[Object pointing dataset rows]

[START]

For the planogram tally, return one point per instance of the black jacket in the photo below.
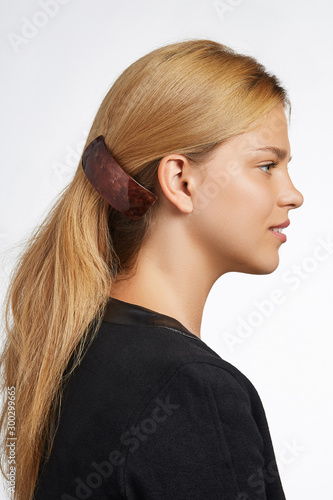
(153, 413)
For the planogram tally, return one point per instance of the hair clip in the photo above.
(117, 187)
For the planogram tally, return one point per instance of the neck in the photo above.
(171, 277)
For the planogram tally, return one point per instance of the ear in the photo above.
(176, 178)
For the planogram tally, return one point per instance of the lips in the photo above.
(278, 228)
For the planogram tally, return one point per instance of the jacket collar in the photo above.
(124, 313)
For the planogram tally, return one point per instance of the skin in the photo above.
(213, 219)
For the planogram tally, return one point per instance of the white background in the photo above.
(55, 74)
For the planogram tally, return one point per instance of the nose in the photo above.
(290, 196)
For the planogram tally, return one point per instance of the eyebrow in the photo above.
(280, 153)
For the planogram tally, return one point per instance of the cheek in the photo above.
(235, 217)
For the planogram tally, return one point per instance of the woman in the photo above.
(183, 178)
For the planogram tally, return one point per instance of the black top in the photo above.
(153, 413)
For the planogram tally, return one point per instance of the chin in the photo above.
(265, 266)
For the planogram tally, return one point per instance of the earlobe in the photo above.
(174, 175)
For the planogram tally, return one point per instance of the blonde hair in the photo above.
(186, 98)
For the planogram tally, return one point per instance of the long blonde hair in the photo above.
(186, 97)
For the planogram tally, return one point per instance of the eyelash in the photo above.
(273, 165)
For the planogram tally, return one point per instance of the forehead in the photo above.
(269, 134)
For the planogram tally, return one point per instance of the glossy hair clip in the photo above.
(117, 187)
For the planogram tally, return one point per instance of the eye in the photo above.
(268, 166)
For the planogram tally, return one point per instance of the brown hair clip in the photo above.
(118, 188)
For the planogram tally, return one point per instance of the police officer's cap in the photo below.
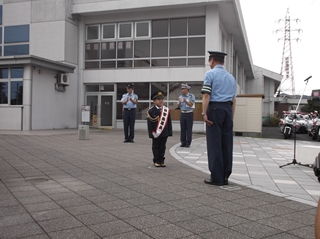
(185, 86)
(157, 95)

[END]

> [TASK BRIEF] Reproduce the entries above without change, omitting all pictures.

> [WRITTEN RESPONSE]
For the planogram tally, return one point per instance of the black jacket in the photo below.
(153, 413)
For the planogram tally, return one point per instance of the hair clip in the photo above.
(117, 187)
For the planogram tally, return one point per instance of the neck in the photo above.
(171, 277)
For the planogram tally, return one point per instance of the ear in the photo above.
(176, 178)
For the planogram tally, return one point per instance of the lips in the photo above.
(278, 228)
For the planogram tally, return one point per instance of the jacket collar in the photo above.
(124, 313)
For the planogram tally, return one point per instance of the skin in the photo above.
(213, 219)
For the planogram tally, return one point per instance of the white background in the photo above.
(55, 74)
For the planogram tally, return one point per instance of the nose in the photo above.
(290, 196)
For the planogram tally, return one point per instance of the eyebrow in the photo above.
(280, 153)
For the planogram tally, return one point per instance of the cheek in the photo above.
(235, 217)
For the planogram tally, return one point per instance of the woman in the photo above.
(183, 178)
For the planogram tally, return one point per instance of the black top in the photo above.
(153, 413)
For the planogram tally, return one point per instance of the chin in the photo above.
(265, 266)
For the planogram tally, return one point per instance of the earlobe in the photo above.
(174, 175)
For the planogram tally, return one point per instance of the blonde hair in the photo above.
(186, 98)
For the planogram tally, return one point per instance of the long blonde hair in the photo above.
(186, 97)
For the planogram tally, return one point per instance of the eyelash in the photo above.
(273, 165)
For the planogram tally, return one point per instance of the forehead in the photo above.
(269, 134)
For the planogram tally, return one point per instance of the glossy hair clip in the photo above.
(117, 187)
For the planogram tally, return one point per instance of the eye in the photo above.
(268, 166)
For the planogram tally, return one point per instance of the brown hair clip in the photo above.
(118, 188)
For the planogram tally, return one point per instance of the police officer's cap in the photo below.
(185, 86)
(157, 95)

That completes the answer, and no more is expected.